__抽出テキスト__:
━━━━━━━━

フリーランスになるなら絶対に知っておきたい!開業届を提出する5つのメリット
本業のすきま時間を使って、副業を始めようと思うのですが、「開業届」はやはり提出した方が良いのでしょうか。
困っている人
こんなお悩みを解決します。
本記事の内容
●開業届とは何か
●開業届を提出するメリット、注意点
●開業届を提出するタイミング
●開業届(書類)の作成方法
本記事の信頼性
この記事を書いているボクは、約20年にわたるサラリーマン生活にピリオドをうち、現在は主にフリーランス軽貨物ドライバーとして活動しています。
前職の会社に在職中から、休日・すきま時間を使い副業で軽貨物の仕事などをスタートさせていました。
サラリーマンの身でありながら、自分自身の気持ちの区切りをつけるため、令和元年5月1日(元号が令和に変わった日)付で開業届を提出し、サラリーマン兼個人事業主に。
それから1年後には会社を退職し、脱サラ起業を果たして2年が経とうとしています。
この記事は、開業届を提出した当時、いろいろと試行錯誤した経験をもとに書いています。
※ねこえもんの詳しいプロフィールは…
今回は、これから副業やフリーランスとしての仕事を始めようと考えているあなたに
●開業届を提出するメリット、注意点について
●どうすれば簡単に開業届を作成、提出できるのか
を分かりやすく解説していきます。
実を言うと、開業届は税務署に提出せずとも、フリーランスとしての仕事はできますし、最悪の場合、未提出であっても特に罰則などはありません。
しかし、開業届を提出することによるメリットは大きいし、書類といっても「開業freee」を利用すれば、ネットであっけないくらい簡単に作成できますので、本気で副業やフリーランスでの独立を考えている方には、開業届の提出を強くおすすめします。

━━━━━━━━

(コレクションから抜粋した一覧)
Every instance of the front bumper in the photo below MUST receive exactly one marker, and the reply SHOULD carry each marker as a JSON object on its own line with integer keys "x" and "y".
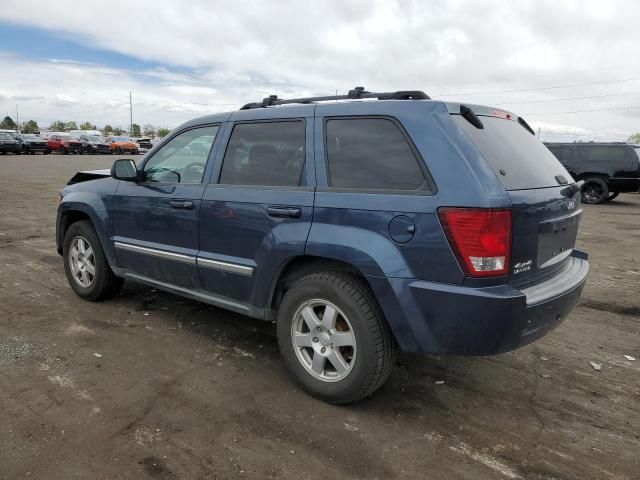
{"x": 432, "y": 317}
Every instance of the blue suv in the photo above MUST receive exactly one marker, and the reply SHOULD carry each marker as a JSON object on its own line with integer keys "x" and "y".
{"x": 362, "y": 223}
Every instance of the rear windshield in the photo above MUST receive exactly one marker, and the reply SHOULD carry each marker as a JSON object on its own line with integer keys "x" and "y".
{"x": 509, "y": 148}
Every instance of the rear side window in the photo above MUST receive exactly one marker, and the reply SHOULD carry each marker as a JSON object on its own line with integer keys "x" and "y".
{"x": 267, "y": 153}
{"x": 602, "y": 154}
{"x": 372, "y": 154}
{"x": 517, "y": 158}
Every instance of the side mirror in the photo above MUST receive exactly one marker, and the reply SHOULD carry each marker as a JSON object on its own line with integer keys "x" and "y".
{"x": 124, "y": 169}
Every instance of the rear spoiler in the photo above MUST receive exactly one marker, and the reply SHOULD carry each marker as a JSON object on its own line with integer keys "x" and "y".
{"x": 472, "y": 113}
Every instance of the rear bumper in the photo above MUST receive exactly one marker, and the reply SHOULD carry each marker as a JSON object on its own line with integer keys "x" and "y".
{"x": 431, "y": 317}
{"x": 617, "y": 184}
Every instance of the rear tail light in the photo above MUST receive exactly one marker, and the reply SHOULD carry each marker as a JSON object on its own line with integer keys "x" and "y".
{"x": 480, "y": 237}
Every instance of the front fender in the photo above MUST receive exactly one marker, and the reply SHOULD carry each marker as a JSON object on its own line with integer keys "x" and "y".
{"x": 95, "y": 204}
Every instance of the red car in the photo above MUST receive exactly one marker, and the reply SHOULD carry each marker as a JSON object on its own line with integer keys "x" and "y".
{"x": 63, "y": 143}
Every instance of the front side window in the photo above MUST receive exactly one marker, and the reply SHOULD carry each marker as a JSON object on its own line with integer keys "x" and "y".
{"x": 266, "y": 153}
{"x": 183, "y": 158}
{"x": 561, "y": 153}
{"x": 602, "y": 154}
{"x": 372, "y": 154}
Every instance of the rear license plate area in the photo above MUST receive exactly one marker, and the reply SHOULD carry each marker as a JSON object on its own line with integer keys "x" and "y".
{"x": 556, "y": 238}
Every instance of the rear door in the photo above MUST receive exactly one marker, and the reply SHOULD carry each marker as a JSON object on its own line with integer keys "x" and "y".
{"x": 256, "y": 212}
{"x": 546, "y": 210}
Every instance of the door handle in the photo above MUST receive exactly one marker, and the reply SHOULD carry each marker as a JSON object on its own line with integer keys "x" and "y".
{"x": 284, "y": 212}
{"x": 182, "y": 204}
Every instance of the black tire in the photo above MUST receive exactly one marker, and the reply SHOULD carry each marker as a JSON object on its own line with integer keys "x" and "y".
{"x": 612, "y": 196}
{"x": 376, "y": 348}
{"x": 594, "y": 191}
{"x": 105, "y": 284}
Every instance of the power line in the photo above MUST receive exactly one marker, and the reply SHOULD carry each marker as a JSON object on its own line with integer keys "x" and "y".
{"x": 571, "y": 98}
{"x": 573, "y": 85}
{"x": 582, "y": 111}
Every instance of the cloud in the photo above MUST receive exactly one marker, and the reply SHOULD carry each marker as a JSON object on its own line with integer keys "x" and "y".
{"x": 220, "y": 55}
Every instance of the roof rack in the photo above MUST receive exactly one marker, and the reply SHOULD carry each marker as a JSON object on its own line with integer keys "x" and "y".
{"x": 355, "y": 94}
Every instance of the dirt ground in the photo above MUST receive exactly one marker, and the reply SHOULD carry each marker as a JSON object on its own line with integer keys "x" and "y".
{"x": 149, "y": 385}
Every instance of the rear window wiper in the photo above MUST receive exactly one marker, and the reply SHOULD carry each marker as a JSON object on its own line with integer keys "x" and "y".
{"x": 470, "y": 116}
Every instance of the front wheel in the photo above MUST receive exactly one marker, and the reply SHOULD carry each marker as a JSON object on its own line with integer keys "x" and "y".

━━━━━━━━

__作業内容__:
**a)** 一覧から、文字列「bumper」を含む行をすべて書き写して報告すること。大文字と小文字は区別する。
**b)** 開業届の記事の最後の文に続けて、その先を書き進めること。
開業届の記事と一覧は互いに関係がない。

__タスク別出力__:
**a)**
Every instance of the front bumper in the photo below MUST receive exactly one marker, and the reply SHOULD carry each marker as a JSON object on its own line with integer keys "x" and "y".
Every instance of the rear bumper in the photo above MUST receive exactly one marker, and the reply SHOULD carry each marker as a JSON object on its own line with integer keys "x" and "y".

**b)**
この記事を読み終える頃には、あなたもきっとフリーランスとしての第一歩を踏み出していることでしょう。
それでは、また記事の最後にお待ちしています。
得られるメリットと注意点をしっかりと理解した上で、開業届を提出しましょうね。
ねこえもん
開業届とは
そもそも開業届とは、いったい何なのでしょうか。
開業届とは、一言で言うと、個人事業を開業したことを税務署に申告するための書類です。
個人事業主(フリーランス)になると、事業をとおして出た利益に対して、所得税や、規模に応じて個人事業税が課税されます。
また、消費税の課税事業者に該当する場合には、消費税の申告書を提出し、納税する必要があります。
所得税・消費税は国税として税務署に、個人事業税は地方税として各都道府県税事務所に納める税金です。
このため、それぞれの税務当局に対して個人事業主として開業することを報告する必要があります。
そのための届け出が開業届です。
税務署に対する届出を「個人事業の開廃業届出書」と言い、これが、いわゆる「開業届」にあたるものです。
また、都道府県税事務所に対する届出は「個人事業税の事業開始等申告書」と言います。
いずれの届出も、提出しない場合でも、罰則は特に定められておりません。
特に後者の「個人事業税の事業開始等申告書」に関しては、確定申告をすると都道府県に自動的に通知がいくため、届出を提出しない方もいるようです。
開業届を提出する5つのメリット
まずは、開業届を出すことによって得られるメリットについて見ていきたいと思います。
メリット①:青色申告による特別控除が受けられる
こちらが開業届を出す最大のメリットになると思いますが、税金が安くなるメリットです。
開業届を提出しなくても、「白色申告」で確定申告を行うことはできます。
しかし、開業届と一緒に、「所得税の青色申告承認申請書」を税務署に提出することにより、
1o万円または65万円までの特別控除ができる「青色申告」ができるようになります。
例えば、個人事業主には38万円の基礎控除がありますが、青色申告することによって
「38万円+65万円=103万円」まで年間所得から控除できる」ということになります。
青色申告による税制優遇を受けるには、「複式簿記」による会計、「貸借対照表」「損益計算書」の作成などの知識が多少必要になりますが、所得税と住民税が安くなるのは大きなメリットです。
複式簿記の専門知識がなくても、クラウド型の【会計ソフトfreee】などを利用すれば、知識がなくても手軽に作成することができるのでご安心ください。
メリット②:副業でも事業所得にできる場合がある
本業を辞めて、自分の事業1本で生計を立てていくなら、開業届を税務署に提出することで、比較的容易に事業所得として認められます。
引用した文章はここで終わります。